## Exercise aim
Output the entries verbatim, including every line.

## Data to process
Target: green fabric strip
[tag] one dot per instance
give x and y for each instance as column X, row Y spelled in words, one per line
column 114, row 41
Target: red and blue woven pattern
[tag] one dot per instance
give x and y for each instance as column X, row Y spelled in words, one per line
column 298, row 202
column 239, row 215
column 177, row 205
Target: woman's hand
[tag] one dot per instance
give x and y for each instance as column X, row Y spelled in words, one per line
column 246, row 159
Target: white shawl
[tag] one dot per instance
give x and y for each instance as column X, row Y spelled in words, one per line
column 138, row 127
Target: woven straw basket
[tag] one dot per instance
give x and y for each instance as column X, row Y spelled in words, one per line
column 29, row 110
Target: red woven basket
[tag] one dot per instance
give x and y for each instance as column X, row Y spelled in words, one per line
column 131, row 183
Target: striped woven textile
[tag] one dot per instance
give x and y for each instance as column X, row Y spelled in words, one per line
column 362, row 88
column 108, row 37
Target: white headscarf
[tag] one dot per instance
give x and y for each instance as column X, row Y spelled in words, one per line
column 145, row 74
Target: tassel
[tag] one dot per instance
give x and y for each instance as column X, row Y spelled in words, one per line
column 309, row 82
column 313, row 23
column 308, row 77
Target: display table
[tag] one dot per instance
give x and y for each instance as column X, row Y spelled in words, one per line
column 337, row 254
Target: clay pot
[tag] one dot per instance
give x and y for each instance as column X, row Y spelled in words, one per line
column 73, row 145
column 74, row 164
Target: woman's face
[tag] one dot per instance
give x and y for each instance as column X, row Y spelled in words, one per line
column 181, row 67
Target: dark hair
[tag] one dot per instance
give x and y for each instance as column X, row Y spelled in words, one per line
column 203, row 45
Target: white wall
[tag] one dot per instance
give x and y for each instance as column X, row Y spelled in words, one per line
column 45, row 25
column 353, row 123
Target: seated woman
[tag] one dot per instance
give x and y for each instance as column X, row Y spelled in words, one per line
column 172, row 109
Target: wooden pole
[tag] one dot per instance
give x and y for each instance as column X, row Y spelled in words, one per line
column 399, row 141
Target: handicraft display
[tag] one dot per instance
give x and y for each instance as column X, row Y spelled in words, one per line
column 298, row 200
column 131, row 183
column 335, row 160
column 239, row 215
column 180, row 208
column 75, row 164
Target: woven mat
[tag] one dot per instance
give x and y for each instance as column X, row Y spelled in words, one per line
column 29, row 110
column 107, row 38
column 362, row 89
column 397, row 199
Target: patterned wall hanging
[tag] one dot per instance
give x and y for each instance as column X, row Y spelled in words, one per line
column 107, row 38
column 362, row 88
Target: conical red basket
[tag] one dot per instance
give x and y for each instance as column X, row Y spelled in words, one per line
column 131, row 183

## Expected answer
Target: green fabric strip
[tag] one dot per instance
give x and y for each instance as column X, row Y spelled in words, one per line
column 114, row 41
Target: red and blue woven pattern
[tag] one dot per instance
give x and y for each instance as column X, row Y spelled in words, one per line
column 298, row 202
column 239, row 215
column 177, row 205
Target: woman's hand
[tag] one dot per instance
give x and y for each instance as column X, row Y spelled in words, one per line
column 246, row 159
Target: white shawl
[tag] one dot per instance
give x and y for each instance as column X, row Y spelled in words, one per line
column 138, row 127
Target: woven straw basket
[tag] one dot per instance
give x and y for each instance as column X, row Y spelled in words, one per line
column 29, row 110
Target: red woven basket
[tag] one dot per instance
give x and y for each instance as column X, row Y spelled in words, one per line
column 131, row 183
Target: striped woven textile
[tag] one dot per instance
give x and y for each instance as column X, row Y spelled in words, one per line
column 362, row 88
column 108, row 37
Target: white headscarf
[tag] one dot per instance
give x and y for each instance as column X, row Y spelled in words, one per line
column 145, row 74
Target: tassel
[tag] one dot per instance
give x and y for each instance as column X, row Y spelled in words, one per line
column 309, row 82
column 313, row 23
column 308, row 77
Target: display table
[tag] one dot per instance
give x and y for each instance as column X, row Y spelled in words, one per line
column 337, row 254
Target: clay pot
[tag] one dot per instance
give x and y for each instance as column X, row Y spelled in words, one per line
column 73, row 145
column 74, row 164
Target: woman's face
[tag] one dot per instance
give x and y for each instance as column X, row Y spelled in words, one per line
column 181, row 67
Target: dark hair
[tag] one dot per instance
give x and y for each instance as column X, row Y spelled in words, one per line
column 203, row 45
Target: white wall
[tag] one dot per instance
give x and y for each instance as column X, row Y spelled in words, one per line
column 45, row 25
column 353, row 123
Target: seated woman
[tag] one dot per instance
give x and y for each instance as column X, row Y spelled in words, one per line
column 172, row 109
Target: wooden pole
[tag] one dot per instance
give x and y for each instance as column X, row Y spelled in words, one per line
column 399, row 141
Target: handicraft display
[tag] one dot per instance
give x and y for each instance as column X, row Y spelled in words, one per line
column 298, row 200
column 131, row 183
column 335, row 160
column 239, row 215
column 180, row 208
column 75, row 164
Target: woven mat
[tag] one dot per instance
give x and y for each instance as column X, row Y spelled in words, one per line
column 29, row 110
column 107, row 38
column 362, row 89
column 397, row 199
Target: patterned wall hanging
[tag] one dot per instance
give x and y for each instance as column X, row Y spelled in words, one per line
column 107, row 38
column 362, row 88
Target: conical red basket
[tag] one dot per instance
give x and y for each instance as column X, row Y spelled in words, one per line
column 131, row 183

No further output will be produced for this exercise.